Exercise aim: Every entry must be duplicated precisely as written.

Stored records:

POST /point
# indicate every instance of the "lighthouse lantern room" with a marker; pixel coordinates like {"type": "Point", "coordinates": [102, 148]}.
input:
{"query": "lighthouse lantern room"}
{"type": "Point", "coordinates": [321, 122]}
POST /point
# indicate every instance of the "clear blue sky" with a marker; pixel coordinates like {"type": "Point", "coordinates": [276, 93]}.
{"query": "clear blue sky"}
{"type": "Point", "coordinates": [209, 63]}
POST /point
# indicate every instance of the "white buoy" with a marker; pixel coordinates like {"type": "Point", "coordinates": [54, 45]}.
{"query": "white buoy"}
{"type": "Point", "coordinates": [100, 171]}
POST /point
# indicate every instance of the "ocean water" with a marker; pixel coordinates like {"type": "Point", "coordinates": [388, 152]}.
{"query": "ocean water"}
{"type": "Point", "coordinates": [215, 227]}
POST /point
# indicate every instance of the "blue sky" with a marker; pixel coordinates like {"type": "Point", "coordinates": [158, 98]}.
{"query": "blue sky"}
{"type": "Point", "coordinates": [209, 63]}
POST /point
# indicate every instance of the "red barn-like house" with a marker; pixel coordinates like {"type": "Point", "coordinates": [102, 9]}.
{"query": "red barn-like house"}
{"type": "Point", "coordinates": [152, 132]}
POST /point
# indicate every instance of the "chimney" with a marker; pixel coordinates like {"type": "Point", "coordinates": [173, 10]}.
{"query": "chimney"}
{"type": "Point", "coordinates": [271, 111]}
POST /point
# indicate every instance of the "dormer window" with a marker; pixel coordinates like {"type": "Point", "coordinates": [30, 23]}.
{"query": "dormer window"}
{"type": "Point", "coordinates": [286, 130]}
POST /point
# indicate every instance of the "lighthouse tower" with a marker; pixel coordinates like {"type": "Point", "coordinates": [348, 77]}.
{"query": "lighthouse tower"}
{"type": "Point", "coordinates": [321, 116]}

Final result:
POST /point
# indicate every instance of the "lighthouse lantern room" with a marker; pixel coordinates like {"type": "Point", "coordinates": [102, 148]}.
input:
{"query": "lighthouse lantern room"}
{"type": "Point", "coordinates": [321, 122]}
POST /point
# indicate every instance of the "clear blue sky" with a marker; pixel coordinates like {"type": "Point", "coordinates": [276, 93]}.
{"query": "clear blue sky"}
{"type": "Point", "coordinates": [209, 63]}
POST /point
# indicate every instance of the "white buoy" with a marker; pixel coordinates like {"type": "Point", "coordinates": [54, 45]}.
{"query": "white buoy"}
{"type": "Point", "coordinates": [100, 171]}
POST /point
# indicate every instance of the "ocean water" with a marker; pixel coordinates like {"type": "Point", "coordinates": [388, 152]}.
{"query": "ocean water"}
{"type": "Point", "coordinates": [215, 227]}
POST /point
# indicate every instance of the "blue sky" with a marker; pixel coordinates like {"type": "Point", "coordinates": [158, 98]}.
{"query": "blue sky"}
{"type": "Point", "coordinates": [209, 63]}
POST /point
# indicate every instance of the "red barn-like house" with a marker; pixel coordinates like {"type": "Point", "coordinates": [102, 9]}.
{"query": "red barn-like house"}
{"type": "Point", "coordinates": [152, 132]}
POST /point
# indicate every instance of the "chimney" with a marker; pixel coordinates like {"type": "Point", "coordinates": [173, 10]}.
{"query": "chimney"}
{"type": "Point", "coordinates": [271, 111]}
POST /point
# indicate every instance of the "dormer window" with a marker; pixel coordinates like {"type": "Point", "coordinates": [30, 23]}.
{"query": "dormer window"}
{"type": "Point", "coordinates": [286, 130]}
POST /point
# indicate every instance of the "lighthouse tower" with a marker; pixel coordinates like {"type": "Point", "coordinates": [348, 77]}.
{"query": "lighthouse tower"}
{"type": "Point", "coordinates": [321, 116]}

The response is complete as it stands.